§ Problem requirements
For this exercise, transcribe all the records below exactly.

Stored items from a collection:
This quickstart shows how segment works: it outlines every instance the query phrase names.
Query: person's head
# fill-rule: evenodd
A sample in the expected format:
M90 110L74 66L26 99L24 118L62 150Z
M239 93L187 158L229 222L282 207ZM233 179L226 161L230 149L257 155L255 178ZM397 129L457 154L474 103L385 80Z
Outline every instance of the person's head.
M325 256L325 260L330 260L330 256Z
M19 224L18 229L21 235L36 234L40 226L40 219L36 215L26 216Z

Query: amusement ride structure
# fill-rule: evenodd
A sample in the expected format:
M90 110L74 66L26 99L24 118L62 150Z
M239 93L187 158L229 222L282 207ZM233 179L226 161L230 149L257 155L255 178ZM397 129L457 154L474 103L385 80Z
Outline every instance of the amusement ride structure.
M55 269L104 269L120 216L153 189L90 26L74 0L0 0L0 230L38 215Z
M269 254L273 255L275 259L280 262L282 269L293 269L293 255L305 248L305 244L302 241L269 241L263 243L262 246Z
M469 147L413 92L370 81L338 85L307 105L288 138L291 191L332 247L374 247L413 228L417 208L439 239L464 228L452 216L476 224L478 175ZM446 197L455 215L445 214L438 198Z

§ Answer box
This quickstart shows how segment works: it outlines every instance the query phrase names.
Query: person's head
# fill-rule: evenodd
A sample in the expected format:
M90 110L74 66L26 99L24 118L62 150Z
M239 93L187 158L229 222L282 207ZM233 179L226 161L230 149L257 155L255 178ZM397 129L457 154L474 103L385 80Z
Outline every instance of the person's head.
M325 256L325 260L330 260L330 256Z
M19 224L18 229L21 235L36 234L40 226L40 219L36 215L26 216Z

Query: amusement ride structure
# fill-rule: evenodd
A sample in the expected format:
M90 110L74 66L26 99L24 118L62 150Z
M239 93L187 158L229 222L282 207ZM233 179L226 161L230 149L257 155L255 178ZM397 129L457 154L474 103L385 80Z
Outline every instance of the amusement ride structure.
M55 269L104 269L120 216L153 189L90 26L74 0L0 0L0 230L38 215Z
M269 254L273 255L275 259L280 262L282 269L293 269L293 255L305 248L305 244L302 241L269 241L263 243L262 246Z
M469 147L413 92L370 81L338 85L307 105L288 138L291 191L332 247L374 247L413 228L417 208L439 239L464 228L452 216L476 224L478 175ZM446 197L455 215L445 214L438 198Z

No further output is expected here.